- Your assignment -
Retype the entries word for word, leaving nothing out.

- Material provided -

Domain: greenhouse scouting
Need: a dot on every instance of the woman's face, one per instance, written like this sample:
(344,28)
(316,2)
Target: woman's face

- Solved exercise -
Domain: greenhouse scouting
Need: a dot on every instance of the woman's face, one per instance, written like this sample:
(344,28)
(316,2)
Target: woman's face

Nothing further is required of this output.